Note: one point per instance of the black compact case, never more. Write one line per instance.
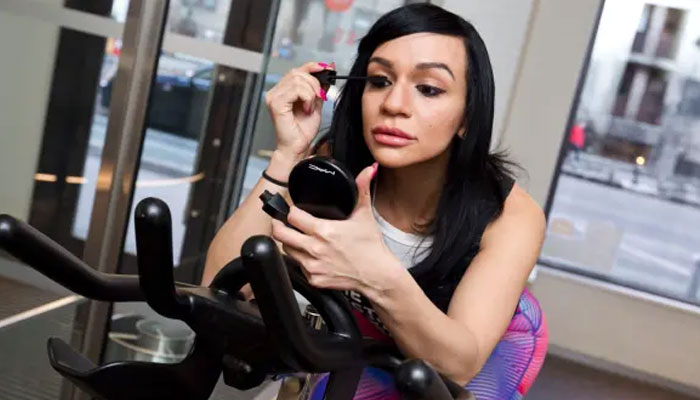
(323, 187)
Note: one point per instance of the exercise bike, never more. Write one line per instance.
(247, 343)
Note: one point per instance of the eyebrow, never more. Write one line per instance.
(426, 65)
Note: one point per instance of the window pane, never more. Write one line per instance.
(627, 203)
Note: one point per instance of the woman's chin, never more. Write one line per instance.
(393, 158)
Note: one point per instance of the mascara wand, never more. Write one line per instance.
(329, 76)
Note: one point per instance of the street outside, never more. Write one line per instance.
(633, 237)
(629, 236)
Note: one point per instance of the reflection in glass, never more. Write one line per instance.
(627, 203)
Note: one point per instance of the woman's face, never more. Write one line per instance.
(415, 116)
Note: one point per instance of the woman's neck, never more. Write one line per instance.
(407, 197)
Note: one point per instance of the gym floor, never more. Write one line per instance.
(25, 372)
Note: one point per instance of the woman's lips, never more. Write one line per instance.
(392, 137)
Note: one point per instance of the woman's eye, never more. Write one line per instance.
(379, 81)
(429, 91)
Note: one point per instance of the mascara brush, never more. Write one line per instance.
(328, 77)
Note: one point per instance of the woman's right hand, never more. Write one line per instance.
(295, 104)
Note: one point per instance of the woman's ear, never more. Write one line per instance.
(462, 131)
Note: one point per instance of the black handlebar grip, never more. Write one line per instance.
(154, 252)
(57, 263)
(272, 286)
(418, 381)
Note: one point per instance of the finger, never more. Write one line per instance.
(304, 221)
(315, 66)
(364, 184)
(312, 67)
(315, 86)
(288, 236)
(292, 93)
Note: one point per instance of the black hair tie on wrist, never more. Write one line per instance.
(273, 180)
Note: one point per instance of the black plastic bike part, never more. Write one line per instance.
(192, 379)
(416, 380)
(272, 285)
(155, 258)
(323, 187)
(244, 342)
(329, 77)
(46, 256)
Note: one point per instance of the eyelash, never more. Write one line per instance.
(425, 90)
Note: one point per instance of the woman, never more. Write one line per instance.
(436, 255)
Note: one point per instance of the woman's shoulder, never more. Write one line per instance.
(521, 215)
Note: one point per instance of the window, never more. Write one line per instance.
(668, 39)
(626, 205)
(643, 29)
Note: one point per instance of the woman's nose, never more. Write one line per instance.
(397, 101)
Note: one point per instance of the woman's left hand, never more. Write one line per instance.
(343, 255)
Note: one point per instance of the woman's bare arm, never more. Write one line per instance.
(459, 343)
(248, 220)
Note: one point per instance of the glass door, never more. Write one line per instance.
(84, 135)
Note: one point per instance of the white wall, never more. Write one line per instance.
(28, 47)
(503, 26)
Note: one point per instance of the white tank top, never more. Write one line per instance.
(409, 248)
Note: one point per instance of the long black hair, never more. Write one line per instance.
(472, 195)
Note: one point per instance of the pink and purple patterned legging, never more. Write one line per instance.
(507, 374)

» **WHAT THIS TASK INVOLVES**: Could every entry be restated word for word, pictures excluded?

» **EXERCISE RESPONSE**:
Note: one point per instance of the black compact case, never more. Write one line per instance.
(323, 187)
Note: one point per instance of the exercise bike, never more. Write one line per instance.
(247, 343)
Note: one point per instance of the eyebrow, never more. Write one line per instance.
(426, 65)
Note: one point per instance of the window pane, never more. Write one line per instance.
(627, 203)
Note: one point per instance of the woman's chin, never more. Write one line per instance.
(393, 158)
Note: one point per instance of the mascara wand, never more. Write one line per instance.
(329, 76)
Note: one point per instance of the street outside, never more. Write one line per instance.
(633, 237)
(629, 236)
Note: one point per instance of the reflection in glass, never more. Write one line per instance.
(627, 203)
Note: one point per instance of the woman's face, never more. Write one line per instance.
(415, 116)
Note: one point per instance of the woman's neck, never more. Write one line per instance.
(407, 197)
Note: one point per instance of the gym floor, never more. Write one line per instance.
(25, 372)
Note: one point per instance of the woman's lips, never more. Write one line per instance.
(392, 137)
Note: one point per instance of the woman's eye, never more. Write one line per instance.
(379, 81)
(429, 91)
Note: one point per instance of the mascara brush, never more. Write one line per instance.
(328, 77)
Note: one point per instance of the woman's right hand, never more. Write one line per instance.
(295, 104)
Note: one point per instance of the woman's ear, never more. Write one line per instance.
(462, 131)
Note: one point per instance of the black handlebar grip, never more. Write one line per instance.
(154, 252)
(57, 263)
(272, 286)
(418, 381)
Note: one point per instance of the finger, never more. Write one line per instance.
(304, 221)
(315, 66)
(364, 184)
(312, 67)
(315, 86)
(288, 236)
(292, 93)
Note: one point per instance of the black hair tie on wrist, never more. Write one line per instance.
(273, 180)
Note: one point per instance of the black plastic bike part, never more. Write one line per instance.
(192, 379)
(416, 380)
(272, 285)
(155, 258)
(323, 187)
(244, 342)
(329, 77)
(46, 256)
Note: one point per instance of the eyelash, never more. Write one line per instance.
(425, 90)
Note: one point per instance of the woman, never more. Write one line per instance.
(436, 255)
Note: one point per instance of the woman's shoulder, never more. Write one line per instance.
(521, 215)
Note: one point per instance of the window, never more. Write one line per instance.
(668, 39)
(626, 205)
(643, 29)
Note: one point per instance of the woman's nose, never more. Write one line per instance.
(397, 101)
Note: one point per instance of the woman's left hand, never more. Write one line per instance.
(343, 255)
Note: one point per instance of the woman's bare arm, never more. Write one line per instance.
(459, 343)
(248, 220)
Note: one point per instance of the glass door, never more. Write one line per instance.
(84, 135)
Note: one point per instance of the white wall, never more. Write one line per instance.
(28, 47)
(503, 26)
Note: one point per instance of the white tank top, never more. Write one line per instance.
(409, 248)
Note: one point per instance of the long black hair, never more. Write one line per instance.
(472, 195)
Note: one point per instance of the pink and purple patterned legging, never more. Write one line per instance.
(507, 374)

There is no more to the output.